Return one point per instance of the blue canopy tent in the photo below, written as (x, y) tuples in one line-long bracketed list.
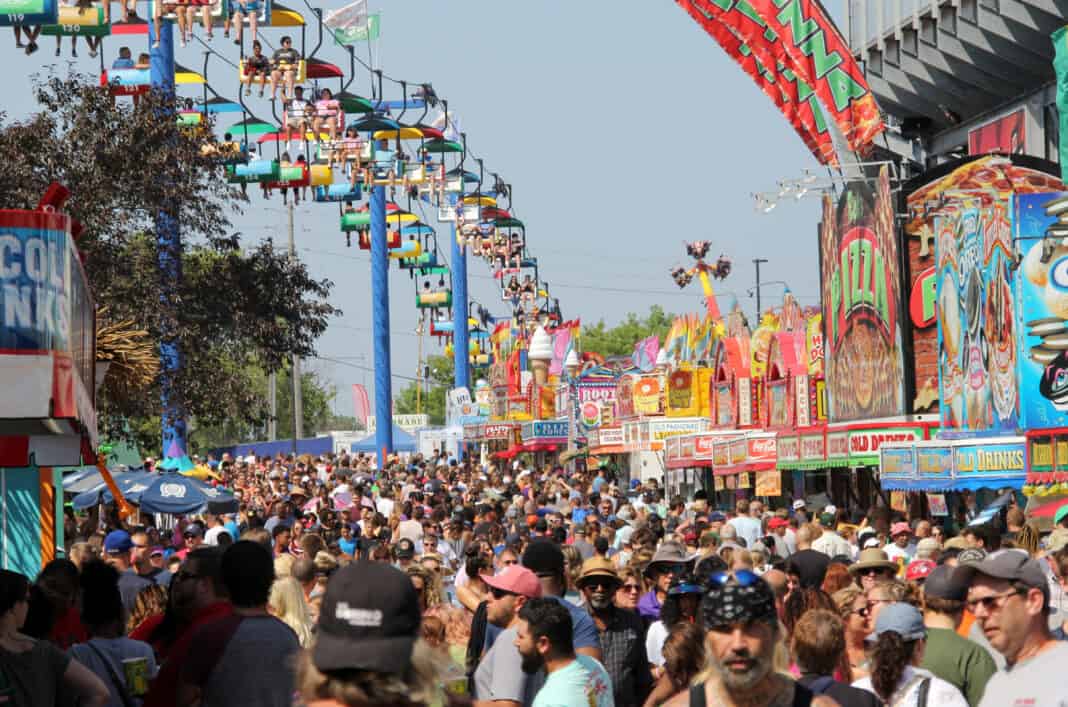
[(313, 445), (176, 493), (131, 484), (402, 442)]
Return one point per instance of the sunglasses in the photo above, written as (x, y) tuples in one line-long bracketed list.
[(873, 571), (500, 594), (991, 603), (602, 583), (743, 577)]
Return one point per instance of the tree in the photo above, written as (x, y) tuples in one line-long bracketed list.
[(621, 339), (317, 397), (435, 390), (236, 309)]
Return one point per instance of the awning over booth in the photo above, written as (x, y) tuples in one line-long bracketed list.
[(953, 465)]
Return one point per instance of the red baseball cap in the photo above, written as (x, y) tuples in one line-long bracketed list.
[(517, 580), (920, 569)]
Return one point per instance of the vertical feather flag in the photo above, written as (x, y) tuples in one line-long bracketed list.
[(644, 357), (1061, 66), (361, 405)]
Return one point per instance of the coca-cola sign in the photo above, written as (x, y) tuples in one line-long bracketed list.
[(789, 448), (762, 449), (704, 446)]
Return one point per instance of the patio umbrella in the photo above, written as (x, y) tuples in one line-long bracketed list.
[(131, 484), (177, 493)]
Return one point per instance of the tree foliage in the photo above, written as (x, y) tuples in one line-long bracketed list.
[(435, 390), (317, 397), (237, 308), (621, 339)]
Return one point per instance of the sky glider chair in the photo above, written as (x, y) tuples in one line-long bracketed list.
[(126, 81), (78, 21)]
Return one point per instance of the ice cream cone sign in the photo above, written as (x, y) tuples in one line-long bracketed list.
[(539, 355)]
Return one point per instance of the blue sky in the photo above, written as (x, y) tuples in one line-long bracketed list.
[(623, 127)]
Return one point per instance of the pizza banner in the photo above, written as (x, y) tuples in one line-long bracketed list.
[(810, 44), (789, 94)]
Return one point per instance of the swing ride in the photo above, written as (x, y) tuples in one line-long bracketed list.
[(389, 166)]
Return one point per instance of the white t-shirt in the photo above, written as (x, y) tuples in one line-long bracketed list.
[(655, 643), (1035, 682), (385, 506), (749, 529), (894, 552), (211, 536), (940, 693)]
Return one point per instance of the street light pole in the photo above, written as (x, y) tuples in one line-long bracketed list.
[(756, 262), (298, 402)]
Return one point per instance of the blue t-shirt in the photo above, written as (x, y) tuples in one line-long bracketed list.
[(583, 629), (583, 682)]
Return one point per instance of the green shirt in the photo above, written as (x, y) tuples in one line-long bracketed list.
[(959, 661)]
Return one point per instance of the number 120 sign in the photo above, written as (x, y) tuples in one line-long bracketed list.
[(28, 12)]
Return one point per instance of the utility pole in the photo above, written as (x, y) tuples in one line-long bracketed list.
[(298, 403), (756, 262), (272, 402)]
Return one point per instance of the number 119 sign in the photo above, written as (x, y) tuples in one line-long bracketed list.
[(28, 12)]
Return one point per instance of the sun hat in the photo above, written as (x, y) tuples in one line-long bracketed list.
[(596, 567), (872, 559), (899, 528), (901, 618), (919, 569), (516, 579)]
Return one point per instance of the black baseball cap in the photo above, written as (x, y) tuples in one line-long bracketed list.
[(405, 549), (368, 621), (544, 558)]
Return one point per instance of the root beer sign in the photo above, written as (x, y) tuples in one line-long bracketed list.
[(861, 285)]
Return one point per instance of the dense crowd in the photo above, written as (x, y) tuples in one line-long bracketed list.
[(435, 581)]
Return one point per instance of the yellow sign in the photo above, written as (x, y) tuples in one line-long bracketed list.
[(769, 483)]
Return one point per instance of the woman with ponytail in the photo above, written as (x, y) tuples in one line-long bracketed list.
[(900, 639)]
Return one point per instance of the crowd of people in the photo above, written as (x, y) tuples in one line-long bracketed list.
[(434, 581)]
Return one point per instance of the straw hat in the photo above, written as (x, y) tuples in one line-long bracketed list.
[(872, 559)]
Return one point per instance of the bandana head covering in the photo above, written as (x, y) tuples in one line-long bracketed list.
[(738, 600)]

━━━━━━━━━━

> PROMPT
In full and without change, repeat the material above, minus the pictures.

> PROBLEM SOLUTION
Return one point per instance of the blue canopy tent in the photo below, written as (x, y) tuples in one line-long bracketed list.
[(313, 445), (176, 493), (131, 484), (402, 442)]
Return one point per instance of the sunglasses in the photo above, written as (x, y) tuples in one line-long bracketed list.
[(873, 571), (500, 594), (991, 603), (602, 583), (743, 577)]
Return one point per instance of the tree in the photo above, written as (x, y) tuples in one line-long bracketed list.
[(621, 339), (317, 397), (435, 390), (236, 309)]
Return one point per instance of the awning over booth in the photo above, written as (x, y) tuples in one line-long bracketed list.
[(953, 465)]
Return one point per instance of the red baseball cap in the photo above, written as (x, y) tuples in one line-long bracketed list.
[(517, 580), (920, 569)]
Return one point per instance of the vertical feather flag in the photo above, written as (x, y) tuples in one line-long bracketed list.
[(644, 357), (1061, 66), (361, 405)]
Return one point per instance of the coca-cola sign in the photo above, written as (x, y) tuples in one line-long bracketed list.
[(789, 448), (762, 449), (704, 446)]
Return one point per instance of the patio umbrella in the photo above, written as (x, y) tuples in one line-long bracketed list.
[(131, 484), (177, 493)]
Return one point per instance of the tree foliage in the photo above, written as (x, y) tuples in one line-long bracketed list.
[(435, 390), (317, 397), (237, 308), (621, 339)]
Return one point per instance of the sky glider chair in the photo above, written as (x, y) tuples in one line-long bracketed list.
[(126, 81), (78, 21)]
Return one point per instance of the ice cream cone sign in the photo above, written as (x, y) tuples in one line-long bracketed list.
[(539, 355)]
Return one point per instance of the blue sky in the photo above, written as (x, y) tuples in one line-long bracketed list.
[(623, 127)]
Return one point per instance of the pizza banner in the photo above, written as (x, y) tuples in one line-long bracketed list.
[(810, 44), (789, 94)]
Return one point per instance of the swing ride in the photo above, written as (x, y) tuples in one line-long bracketed list.
[(389, 166)]
Return one point per instance of the white t-shirt in the photo above, written as (x, y) tuples in one line-long bracketed list.
[(655, 643), (1035, 682), (385, 506), (749, 529), (894, 552), (211, 536), (940, 693)]
Return one point per instance of the street light pole in the photo above, written as (x, y) tuples in one line-long bracketed list.
[(756, 262), (298, 402)]
Return one point per instance of the blue t-shirt in the photo above, written as (x, y) tuples in one line-long bracketed list.
[(583, 629), (583, 682)]
Return one point per instance of the green shirt in the photo above, written as (x, y) tuples in one line-long bracketed list.
[(959, 661)]
Return one point per instance of the number 120 sign in the photo above, written as (x, y) tuples in one line-long bracketed list.
[(28, 12)]
Return one point per instance of the utility pole in the photo above, written as (x, y) tuples in one line-long bracketed list.
[(298, 403), (756, 262), (272, 402)]
Return one point per instance of the number 119 sign in the photo above, written as (x, y) tuples in one line-long bracketed list.
[(28, 12)]
Return one point per instance of the sun hat in the photo above, written as (x, y) tuples in one line-long bracketed list.
[(596, 567), (872, 559), (899, 528), (901, 618), (919, 569), (516, 579)]
Return one point per instance of the black baseball cap in the photo above, written as (x, y) tuples in one line-long bracketed list.
[(405, 549), (368, 621), (544, 558)]
Return one point per instance of the root beer sign in the photo above, written as (x, y) tuples in one line-long bracketed list.
[(861, 285)]
Return one point per instance of the dense crowd in the photo above, written as (x, y) tuples in one line-long bracketed list.
[(435, 581)]
Return one point per instance of the yellow sign in the photo above, written as (x, y) tuples in one line-long bracketed list.
[(769, 483)]
Return one point per instance of the woman with ponytail in the photo above, written as (x, y) tuples in one line-long bracketed list.
[(900, 639)]
Return one point per instance of the crowd of people in the photo above, written as (x, y) tuples in one line-long bracketed list.
[(434, 581)]
Return one point per instance of the straw hat in the photo above, written as (x, y) tuples in one line-long bracketed list.
[(872, 559)]
Return one point per instance of the bandana head covering in the photo above, written as (x, y) tuples in one line-long bracketed list.
[(738, 600)]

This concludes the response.